Extracted data entries:
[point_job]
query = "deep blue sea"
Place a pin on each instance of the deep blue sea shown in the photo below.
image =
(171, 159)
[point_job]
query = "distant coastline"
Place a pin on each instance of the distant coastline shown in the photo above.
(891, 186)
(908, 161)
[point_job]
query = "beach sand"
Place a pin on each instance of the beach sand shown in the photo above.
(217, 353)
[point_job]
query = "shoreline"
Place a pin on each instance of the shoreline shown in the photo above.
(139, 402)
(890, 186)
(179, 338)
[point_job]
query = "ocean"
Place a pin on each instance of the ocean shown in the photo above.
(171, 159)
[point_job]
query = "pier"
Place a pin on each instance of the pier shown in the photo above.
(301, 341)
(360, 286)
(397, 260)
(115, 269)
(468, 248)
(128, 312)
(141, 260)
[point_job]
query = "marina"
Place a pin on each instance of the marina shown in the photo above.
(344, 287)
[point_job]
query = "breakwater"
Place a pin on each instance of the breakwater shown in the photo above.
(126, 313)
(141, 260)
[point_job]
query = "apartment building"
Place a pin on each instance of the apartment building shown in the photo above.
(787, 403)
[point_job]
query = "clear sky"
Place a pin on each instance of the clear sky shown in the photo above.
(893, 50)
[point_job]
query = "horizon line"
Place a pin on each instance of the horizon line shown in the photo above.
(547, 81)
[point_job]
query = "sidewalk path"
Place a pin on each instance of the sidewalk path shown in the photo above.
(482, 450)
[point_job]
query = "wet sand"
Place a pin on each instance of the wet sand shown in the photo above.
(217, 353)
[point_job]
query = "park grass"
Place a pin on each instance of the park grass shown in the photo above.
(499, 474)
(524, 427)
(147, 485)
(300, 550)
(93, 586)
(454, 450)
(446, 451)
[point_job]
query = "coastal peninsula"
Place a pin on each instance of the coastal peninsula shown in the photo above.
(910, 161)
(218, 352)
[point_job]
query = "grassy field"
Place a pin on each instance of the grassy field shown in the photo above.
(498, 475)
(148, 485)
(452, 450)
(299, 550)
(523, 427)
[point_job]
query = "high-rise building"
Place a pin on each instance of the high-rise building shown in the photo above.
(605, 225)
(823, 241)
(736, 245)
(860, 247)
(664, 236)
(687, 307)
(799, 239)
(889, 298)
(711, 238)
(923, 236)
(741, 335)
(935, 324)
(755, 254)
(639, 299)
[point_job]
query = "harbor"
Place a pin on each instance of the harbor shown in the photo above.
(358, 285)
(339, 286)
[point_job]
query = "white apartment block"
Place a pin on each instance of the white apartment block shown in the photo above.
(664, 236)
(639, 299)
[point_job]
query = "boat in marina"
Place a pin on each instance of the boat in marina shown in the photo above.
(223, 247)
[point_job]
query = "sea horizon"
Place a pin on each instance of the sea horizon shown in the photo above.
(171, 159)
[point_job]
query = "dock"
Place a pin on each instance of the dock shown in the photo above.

Instructions for the task -> An exact transcription of the data above is required.

Response ->
[point_job]
query = "deep blue sea"
Place a pin on each instance of the deep blue sea shown in the photo below.
image =
(171, 159)
[point_job]
query = "distant coastline"
Place a pin on each instance of the distant coastline shown in the photo above.
(891, 186)
(908, 161)
[point_job]
query = "beach sand"
Place a pin on each instance of the beach sand shown in the photo above.
(217, 353)
[point_job]
query = "shoreline"
Place a pin on each instance of the shoreline shown in the photo above.
(139, 402)
(890, 186)
(179, 338)
[point_job]
query = "ocean"
Place a pin on each instance of the ocean shown in the photo above.
(171, 159)
[point_job]
query = "pier"
Place a pin on each instance of the pier shown in the photo above.
(301, 341)
(360, 286)
(397, 260)
(115, 269)
(468, 248)
(128, 312)
(141, 260)
[point_job]
query = "marina"
Place a pin on each instance of the marina shown in the photo above.
(344, 287)
[point_job]
query = "breakwater"
Place a pin on each instance of the breakwater shown in the photo above.
(126, 313)
(141, 260)
[point_job]
query = "apartment building"
Place a pin on each instance of the apartment building shown in the photo above.
(787, 403)
[point_job]
query = "clear sky"
Place a pin on each instance of the clear sky shown in the photo above.
(893, 50)
[point_job]
query = "horizon line"
Place a pin on each instance of the horizon line shown in the photo above.
(547, 81)
[point_job]
query = "sidewalk path"
Place a pin on each instance of the sidewalk path shown in the photo above.
(482, 450)
[point_job]
query = "wet sand"
Place a pin on each instance of the wet sand shown in the photo above.
(217, 353)
[point_job]
query = "park grass"
Place a pin on each instance of the park grass shown in the photo above.
(499, 474)
(524, 427)
(147, 485)
(300, 550)
(93, 586)
(454, 450)
(446, 451)
[point_job]
query = "coastal peninsula"
Place a pin on each instance of the coastal peninsula shown in the photo above.
(910, 161)
(218, 352)
[point_job]
query = "grassy field"
Place a pin on each instance of the grassy field shown in the photo above.
(498, 475)
(148, 485)
(452, 450)
(299, 550)
(523, 427)
[point_job]
query = "high-rise building"
Place a pin on each instance of the high-rise building shown in the photo above.
(605, 225)
(823, 241)
(736, 245)
(860, 247)
(664, 236)
(687, 307)
(799, 239)
(889, 298)
(711, 238)
(923, 236)
(741, 335)
(935, 324)
(755, 254)
(639, 299)
[point_job]
query = "harbor"
Place a pin on each instance of the harbor shown in the photo above.
(358, 285)
(339, 286)
[point_job]
query = "white apartment block"
Place a pin on each instance of the white apartment block shown in the photo above.
(664, 236)
(639, 299)
[point_job]
query = "boat in marina"
Place a pin on each instance of the boat in marina shown in the photo above.
(223, 247)
[point_job]
query = "sea horizon"
Place a pin on each instance of the sea horizon shown in the photo above.
(171, 159)
[point_job]
query = "dock"
Place a pin on each instance of the dock shown in the photo above.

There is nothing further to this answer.